GOAL OF THE EXERCISE:
Reproduce the passage on registering functions with cel_cxx word for word, including all of its code.

The lifetime handling is safe because:

• Source CEL values remain valid for the entire function call
• Converted arguments are immediately consumed by the target function
• No references escape the function call scope

Examples

Basic function registration

use cel_cxx::{function::IntoFunction, Error};

// Simple function
fn add(a: i64, b: i64) -> i64 {
    a + b
}
let func = add.into_function();

// Function with error handling
fn divide(a: i64, b: i64) -> Result<i64, Error> {
    if b == 0 {
        Err(Error::invalid_argument("division by zero"))
    } else {
        Ok(a / b)
    }
}
let func = divide.into_function();

Advanced: Reference return types

The system handles functions that return borrowed data:

use cel_cxx::function::*;
// Function returning borrowed data
fn get_first(items: Vec<&str>) -> &str {
    items.first().map_or("", |s| *s)
}
let func = get_first.into_function();

// The system automatically handles the lifetime relationships

Closure registration

use cel_cxx::function::*;
// Capturing closure
let multiplier = 3;
let multiply = move |x: i64| -> i64 { x * multiplier };
let func = multiply.into_function();

// String processing closure
let prefix = String::from("Hello, ");
let with_prefix = move |name: &str| -> String {
    format!("{}{}", prefix, name)
};
let func = with_prefix.into_function();

Function metadata and invocation

use cel_cxx::function::*;
fn add(a: i64, b: i64) -> i64 { a + b }
let func = add.into_function();

// Get function metadata
let arg_types = func.arguments(); // Vec<ValueType>
let return_type = func.result();  // ValueType

// Call the function (would need proper Value instances in real code)
// let args = vec![Value::from(10i64), Value::from(20i64)];
// let result = func.call(args);

Async Functions

When the async feature is enabled, you can register async functions:

// Async function
async fn fetch_data(url: String) -> String {
    // Simulate async work
    tokio::time::sleep(tokio::time::Duration::from_millis(100)).await;
    format!("Data from {}", url)

EXTRACTED INFORMATION:

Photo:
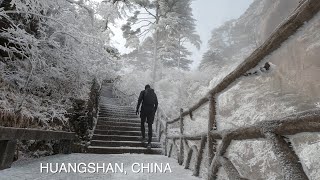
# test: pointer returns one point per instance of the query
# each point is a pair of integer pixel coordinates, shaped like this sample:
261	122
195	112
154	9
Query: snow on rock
30	169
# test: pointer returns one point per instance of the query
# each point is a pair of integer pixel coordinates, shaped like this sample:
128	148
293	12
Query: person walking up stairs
118	129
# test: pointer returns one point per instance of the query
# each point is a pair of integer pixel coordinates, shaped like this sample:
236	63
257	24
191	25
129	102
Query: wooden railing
272	130
9	137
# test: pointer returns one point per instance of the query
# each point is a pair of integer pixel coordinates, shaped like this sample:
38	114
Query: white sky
209	14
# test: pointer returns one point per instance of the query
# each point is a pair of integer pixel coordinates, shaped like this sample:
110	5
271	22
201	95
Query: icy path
30	169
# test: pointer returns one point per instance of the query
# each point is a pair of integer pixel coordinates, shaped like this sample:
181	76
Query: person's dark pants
149	118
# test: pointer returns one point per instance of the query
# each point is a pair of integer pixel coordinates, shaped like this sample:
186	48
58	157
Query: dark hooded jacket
149	101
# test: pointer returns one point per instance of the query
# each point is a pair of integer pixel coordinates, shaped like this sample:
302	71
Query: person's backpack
149	97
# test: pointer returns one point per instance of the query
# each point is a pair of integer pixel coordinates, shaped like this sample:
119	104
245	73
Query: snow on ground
30	169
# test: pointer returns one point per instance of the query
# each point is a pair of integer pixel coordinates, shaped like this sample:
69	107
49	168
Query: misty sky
209	14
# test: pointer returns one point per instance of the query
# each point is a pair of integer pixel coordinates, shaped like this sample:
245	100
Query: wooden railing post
7	150
211	124
199	156
166	139
181	155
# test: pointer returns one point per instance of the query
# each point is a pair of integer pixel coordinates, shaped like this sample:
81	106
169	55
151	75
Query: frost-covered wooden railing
272	130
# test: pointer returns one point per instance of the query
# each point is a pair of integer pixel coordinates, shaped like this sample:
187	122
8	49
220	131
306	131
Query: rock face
297	63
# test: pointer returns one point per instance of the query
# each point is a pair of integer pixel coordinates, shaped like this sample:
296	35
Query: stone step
119	138
116	132
120	128
129	120
124	143
121	150
117	114
115	106
117	110
119	123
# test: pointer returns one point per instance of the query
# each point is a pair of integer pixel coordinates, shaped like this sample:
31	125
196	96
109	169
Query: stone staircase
118	129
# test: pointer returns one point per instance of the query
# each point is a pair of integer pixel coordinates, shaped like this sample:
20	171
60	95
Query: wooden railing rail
9	137
292	125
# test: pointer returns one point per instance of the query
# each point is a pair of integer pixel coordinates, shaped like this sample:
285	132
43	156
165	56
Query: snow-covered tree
50	51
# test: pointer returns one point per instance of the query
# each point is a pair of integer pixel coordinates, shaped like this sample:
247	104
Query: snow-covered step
123	143
119	123
120	128
117	132
112	119
123	150
118	138
117	115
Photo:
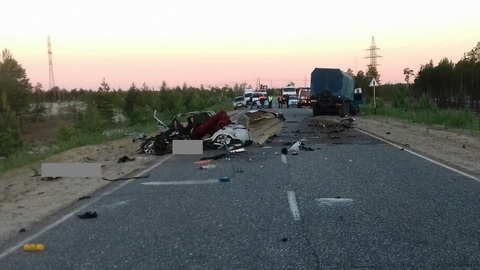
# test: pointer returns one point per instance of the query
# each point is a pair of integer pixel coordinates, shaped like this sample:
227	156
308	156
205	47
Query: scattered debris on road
88	215
125	159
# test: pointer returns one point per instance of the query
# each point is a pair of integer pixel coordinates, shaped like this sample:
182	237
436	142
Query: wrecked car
215	129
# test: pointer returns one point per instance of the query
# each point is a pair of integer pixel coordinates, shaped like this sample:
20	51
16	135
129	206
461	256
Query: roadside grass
447	119
27	156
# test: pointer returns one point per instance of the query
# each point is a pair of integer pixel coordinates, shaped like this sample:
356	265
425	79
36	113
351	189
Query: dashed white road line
424	157
292	201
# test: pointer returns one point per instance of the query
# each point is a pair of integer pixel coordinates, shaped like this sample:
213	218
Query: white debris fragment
295	147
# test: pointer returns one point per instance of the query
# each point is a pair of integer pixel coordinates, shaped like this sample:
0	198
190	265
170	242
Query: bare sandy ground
25	200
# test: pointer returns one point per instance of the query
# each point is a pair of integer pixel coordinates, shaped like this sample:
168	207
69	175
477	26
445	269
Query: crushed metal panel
261	125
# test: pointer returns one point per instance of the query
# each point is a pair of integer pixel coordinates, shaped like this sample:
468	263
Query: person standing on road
262	100
280	101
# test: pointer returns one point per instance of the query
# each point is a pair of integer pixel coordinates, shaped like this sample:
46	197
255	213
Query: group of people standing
282	99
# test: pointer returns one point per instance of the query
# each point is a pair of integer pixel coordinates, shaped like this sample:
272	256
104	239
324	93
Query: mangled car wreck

COMPLETED EXERCISE:
The lifetime handling is safe because:

• Source CEL values remain valid for the entire function call
• Converted arguments are immediately consumed by the target function
• No references escape the function call scope

Examples

Basic function registration

use cel_cxx::{function::IntoFunction, Error};

// Simple function
fn add(a: i64, b: i64) -> i64 {
    a + b
}
let func = add.into_function();

// Function with error handling
fn divide(a: i64, b: i64) -> Result<i64, Error> {
    if b == 0 {
        Err(Error::invalid_argument("division by zero"))
    } else {
        Ok(a / b)
    }
}
let func = divide.into_function();

Advanced: Reference return types

The system handles functions that return borrowed data:

use cel_cxx::function::*;
// Function returning borrowed data
fn get_first(items: Vec<&str>) -> &str {
    items.first().map_or("", |s| *s)
}
let func = get_first.into_function();

// The system automatically handles the lifetime relationships

Closure registration

use cel_cxx::function::*;
// Capturing closure
let multiplier = 3;
let multiply = move |x: i64| -> i64 { x * multiplier };
let func = multiply.into_function();

// String processing closure
let prefix = String::from("Hello, ");
let with_prefix = move |name: &str| -> String {
    format!("{}{}", prefix, name)
};
let func = with_prefix.into_function();

Function metadata and invocation

use cel_cxx::function::*;
fn add(a: i64, b: i64) -> i64 { a + b }
let func = add.into_function();

// Get function metadata
let arg_types = func.arguments(); // Vec<ValueType>
let return_type = func.result();  // ValueType

// Call the function (would need proper Value instances in real code)
// let args = vec![Value::from(10i64), Value::from(20i64)];
// let result = func.call(args);

Async Functions

When the async feature is enabled, you can register async functions:

// Async function
async fn fetch_data(url: String) -> String {
    // Simulate async work
    tokio::time::sleep(tokio::time::Duration::from_millis(100)).await;
    format!("Data from {}", url)